Problem description: Write out every entry exactly as it appears.

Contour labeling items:
____
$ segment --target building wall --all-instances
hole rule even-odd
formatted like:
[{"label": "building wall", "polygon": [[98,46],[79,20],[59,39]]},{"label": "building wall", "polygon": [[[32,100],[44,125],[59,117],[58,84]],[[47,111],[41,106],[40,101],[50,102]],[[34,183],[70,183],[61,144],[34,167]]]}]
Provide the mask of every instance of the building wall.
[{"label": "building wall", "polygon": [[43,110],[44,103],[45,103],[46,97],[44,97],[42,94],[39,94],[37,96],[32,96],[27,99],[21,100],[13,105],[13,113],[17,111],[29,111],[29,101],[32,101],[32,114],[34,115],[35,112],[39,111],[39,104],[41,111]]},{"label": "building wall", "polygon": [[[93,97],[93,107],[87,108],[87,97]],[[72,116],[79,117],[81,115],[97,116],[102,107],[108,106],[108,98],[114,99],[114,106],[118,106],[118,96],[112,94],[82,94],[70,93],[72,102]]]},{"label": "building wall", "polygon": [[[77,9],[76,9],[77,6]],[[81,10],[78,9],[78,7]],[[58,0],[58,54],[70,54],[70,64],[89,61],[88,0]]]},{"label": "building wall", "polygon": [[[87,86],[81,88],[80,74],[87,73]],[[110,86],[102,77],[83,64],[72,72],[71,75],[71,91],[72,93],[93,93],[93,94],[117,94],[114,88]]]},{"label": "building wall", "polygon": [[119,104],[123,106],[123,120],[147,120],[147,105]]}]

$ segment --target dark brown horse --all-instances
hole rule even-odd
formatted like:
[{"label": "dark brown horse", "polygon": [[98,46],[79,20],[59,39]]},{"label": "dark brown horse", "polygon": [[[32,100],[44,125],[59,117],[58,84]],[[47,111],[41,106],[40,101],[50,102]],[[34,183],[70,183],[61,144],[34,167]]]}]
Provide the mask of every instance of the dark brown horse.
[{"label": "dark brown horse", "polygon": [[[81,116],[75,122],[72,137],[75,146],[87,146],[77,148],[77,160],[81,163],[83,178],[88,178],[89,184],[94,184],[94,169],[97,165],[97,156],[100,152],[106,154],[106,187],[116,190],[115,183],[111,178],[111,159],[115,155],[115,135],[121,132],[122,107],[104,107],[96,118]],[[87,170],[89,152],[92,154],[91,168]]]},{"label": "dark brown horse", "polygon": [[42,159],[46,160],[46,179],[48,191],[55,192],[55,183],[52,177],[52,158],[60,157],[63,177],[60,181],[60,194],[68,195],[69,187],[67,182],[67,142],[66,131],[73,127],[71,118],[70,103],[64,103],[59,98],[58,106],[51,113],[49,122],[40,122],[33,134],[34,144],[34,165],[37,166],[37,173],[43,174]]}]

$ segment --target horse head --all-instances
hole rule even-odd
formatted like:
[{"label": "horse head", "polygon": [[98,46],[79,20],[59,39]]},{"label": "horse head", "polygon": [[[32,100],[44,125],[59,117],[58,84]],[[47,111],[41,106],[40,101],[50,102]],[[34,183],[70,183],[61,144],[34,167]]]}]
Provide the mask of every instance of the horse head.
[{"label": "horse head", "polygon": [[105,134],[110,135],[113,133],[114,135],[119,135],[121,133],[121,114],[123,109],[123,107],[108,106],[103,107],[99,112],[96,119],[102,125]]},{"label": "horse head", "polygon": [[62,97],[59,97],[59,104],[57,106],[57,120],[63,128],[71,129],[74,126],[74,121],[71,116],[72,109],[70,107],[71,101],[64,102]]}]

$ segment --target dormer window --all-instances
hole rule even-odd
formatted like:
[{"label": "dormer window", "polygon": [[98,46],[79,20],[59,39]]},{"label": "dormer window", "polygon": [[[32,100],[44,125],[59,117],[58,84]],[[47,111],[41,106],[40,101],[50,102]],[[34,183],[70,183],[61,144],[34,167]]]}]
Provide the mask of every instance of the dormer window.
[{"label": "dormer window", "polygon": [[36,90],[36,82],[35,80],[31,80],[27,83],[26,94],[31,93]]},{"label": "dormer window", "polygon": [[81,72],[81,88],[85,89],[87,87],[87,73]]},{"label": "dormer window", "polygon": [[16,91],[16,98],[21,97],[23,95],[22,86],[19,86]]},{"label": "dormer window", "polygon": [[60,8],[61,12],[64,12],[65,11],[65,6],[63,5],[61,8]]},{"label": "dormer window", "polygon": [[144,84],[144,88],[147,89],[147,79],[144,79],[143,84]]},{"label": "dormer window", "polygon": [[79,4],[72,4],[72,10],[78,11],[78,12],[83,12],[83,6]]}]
____
Answer to this task:
$ segment --target building wall --all-instances
hole rule even-odd
formatted like:
[{"label": "building wall", "polygon": [[98,46],[79,20],[59,39]]},{"label": "building wall", "polygon": [[[32,100],[44,125],[59,117],[58,84]],[[47,111],[41,106],[40,101],[50,102]],[[34,183],[70,183],[61,144],[34,167]]]}]
Provide the mask of every instance of the building wall.
[{"label": "building wall", "polygon": [[43,110],[44,103],[45,103],[46,97],[44,97],[42,94],[39,94],[37,96],[32,96],[27,99],[21,100],[13,105],[13,113],[17,111],[29,111],[29,101],[32,101],[32,114],[34,115],[35,112],[39,111],[39,104],[41,111]]},{"label": "building wall", "polygon": [[[93,97],[93,107],[87,108],[87,97]],[[72,116],[79,117],[81,115],[97,116],[102,107],[108,106],[108,98],[114,99],[114,106],[118,106],[118,96],[112,94],[82,94],[70,93],[72,102]]]},{"label": "building wall", "polygon": [[[77,9],[76,9],[77,6]],[[81,10],[78,9],[78,7]],[[58,0],[58,54],[70,54],[70,64],[89,61],[88,0]]]},{"label": "building wall", "polygon": [[[87,86],[81,88],[80,74],[87,73]],[[110,86],[102,77],[83,64],[72,72],[71,75],[71,91],[72,93],[93,93],[93,94],[117,94],[114,88]]]},{"label": "building wall", "polygon": [[119,104],[123,106],[123,120],[147,120],[147,105]]}]

$ segment --target dark brown horse --all-instances
hole rule even-odd
formatted like:
[{"label": "dark brown horse", "polygon": [[98,46],[79,20],[59,39]]},{"label": "dark brown horse", "polygon": [[[32,100],[44,125],[59,117],[58,84]],[[47,111],[41,106],[40,101],[50,102]],[[34,183],[70,183],[61,144],[34,167]]]}]
Provide the mask of every instance of the dark brown horse.
[{"label": "dark brown horse", "polygon": [[[81,116],[75,122],[72,137],[75,146],[87,146],[77,148],[77,160],[81,163],[83,178],[88,178],[89,184],[94,184],[94,169],[97,165],[97,156],[100,152],[106,154],[106,187],[116,190],[115,183],[111,178],[111,159],[115,155],[115,135],[121,132],[122,107],[104,107],[96,118]],[[87,170],[89,152],[92,154],[91,168]]]},{"label": "dark brown horse", "polygon": [[42,159],[46,160],[46,179],[48,191],[55,192],[55,183],[52,177],[52,158],[60,157],[63,177],[60,181],[60,194],[68,195],[69,187],[67,182],[67,142],[66,131],[73,127],[71,118],[70,103],[64,103],[59,98],[58,106],[51,113],[49,122],[40,122],[33,134],[34,144],[34,165],[37,166],[37,173],[43,174]]}]

$ segment --target horse head --all-instances
hole rule even-odd
formatted like:
[{"label": "horse head", "polygon": [[98,46],[79,20],[59,39]]},{"label": "horse head", "polygon": [[[32,100],[44,125],[59,117],[58,84]],[[47,111],[41,106],[40,101],[50,102]],[[34,183],[70,183],[61,144],[34,167]]]}]
Provide the mask of every instance of the horse head.
[{"label": "horse head", "polygon": [[105,134],[110,135],[113,133],[114,135],[119,135],[121,133],[121,114],[123,109],[123,107],[108,106],[103,107],[99,112],[96,119],[102,125]]},{"label": "horse head", "polygon": [[62,97],[59,97],[59,104],[57,106],[57,120],[63,128],[71,129],[74,126],[74,121],[71,116],[72,109],[70,107],[71,101],[64,102]]}]

$ segment --target dormer window --all-instances
hole rule even-odd
formatted like:
[{"label": "dormer window", "polygon": [[98,46],[79,20],[59,39]]},{"label": "dormer window", "polygon": [[[32,100],[44,125],[59,117],[58,84]],[[47,111],[41,106],[40,101],[50,102]],[[34,183],[70,183],[61,144],[34,167]]]}]
Provide the mask of every instance of the dormer window.
[{"label": "dormer window", "polygon": [[36,90],[36,82],[35,80],[31,80],[27,83],[26,94],[31,93]]},{"label": "dormer window", "polygon": [[81,72],[81,88],[85,89],[87,87],[87,73]]},{"label": "dormer window", "polygon": [[16,91],[16,98],[21,97],[23,95],[22,86],[19,86]]},{"label": "dormer window", "polygon": [[60,8],[61,12],[64,12],[65,11],[65,6],[63,5],[61,8]]},{"label": "dormer window", "polygon": [[144,84],[144,88],[147,89],[147,79],[144,79],[143,84]]},{"label": "dormer window", "polygon": [[79,4],[72,4],[72,10],[78,11],[78,12],[83,12],[83,6]]}]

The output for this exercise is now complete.